* Excerpt *
·····

Category Archives: Legal Journal

Judging Judges – Is there a need for greater judicial scrutiny?

I attended Cheryl Thomas‘ inaugural lecture at the Judicial Institute at UCL last Wednesday where she talked about judicial studies and in particular, the study of judges and juries. I’d never really thought about judicial studies until I was trying to find empirical evidence of the behaviour of juries in criminal trials for a paper I was writing. All I found was a study from the early 1990s – The Crown Court Study, by Professor Michael Zander and Paul Henderson, so I used this slightly outdated evidence, feeling a little disheartened about my research skills. At the lecture I found out that this paper was in fact one of the few empirical studies of juries in the UK. Thomas described the study of juries in the UK as a as a “black hole” with academics remaining cautious about conducting research in the area, for fear of breaching Section 8 of the Contempt of Court Act.

Royal Courts of Justice Photo courtesy of Gareth Davies

However it is not only the study of juries that is largely neglected in the UK, but perhaps more surprisingly, the study of judges is also neglected even though this wouldn’t be limited by the Contempt of Court Act. This paucity of research could be due to a number of factors, most notably the commonly held belief that the judiciary should not be interfered with. In 1955 Lord Kilmuir famously claimed that there is a need for ignorance to “protect” the judiciary from scrutiny, establishing the so-called Kilmuir rules. This changed in the 1980s when these rules were revoked. In March, the current master of the rolls, Lord Neuberger, stated in a speech to the Student Law Society at Birmingham University:

“it seems to me only proper that judges, with their wisdom and experience, should be free to comment extra-judicially on a wide range of issues. In doing so they play an educative role. In areas such as constitutional principles, the role and independence of the judiciary, the functioning of the legal system, and access to justice, and even important issues of law, this role cannot be underestimated.”

·····

* Raw data *
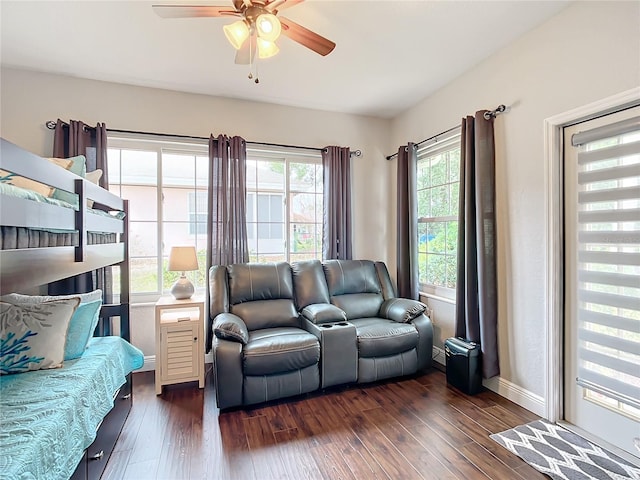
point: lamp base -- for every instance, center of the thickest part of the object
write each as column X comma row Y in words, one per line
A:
column 182, row 289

·····

* Tasks to perform *
1. Reproduce the piece on judging judges between "I attended Cheryl Thomas‘" and "of the Contempt of Court Act.", inclusive, swapping "juries" for "jurors".
2. According to the piece on judging judges, who carried out The Crown Court Study?

* Solutions per task *
1.
I attended Cheryl Thomas‘ inaugural lecture at the Judicial Institute at UCL last Wednesday where she talked about judicial studies and in particular, the study of judges and jurors. I’d never really thought about judicial studies until I was trying to find empirical evidence of the behaviour of jurors in criminal trials for a paper I was writing. All I found was a study from the early 1990s – The Crown Court Study, by Professor Michael Zander and Paul Henderson, so I used this slightly outdated evidence, feeling a little disheartened about my research skills. At the lecture I found out that this paper was in fact one of the few empirical studies of jurors in the UK. Thomas described the study of jurors in the UK as a as a “black hole” with academics remaining cautious about conducting research in the area, for fear of breaching Section 8 of the Contempt of Court Act.

2. Professor Michael Zander and Paul Henderson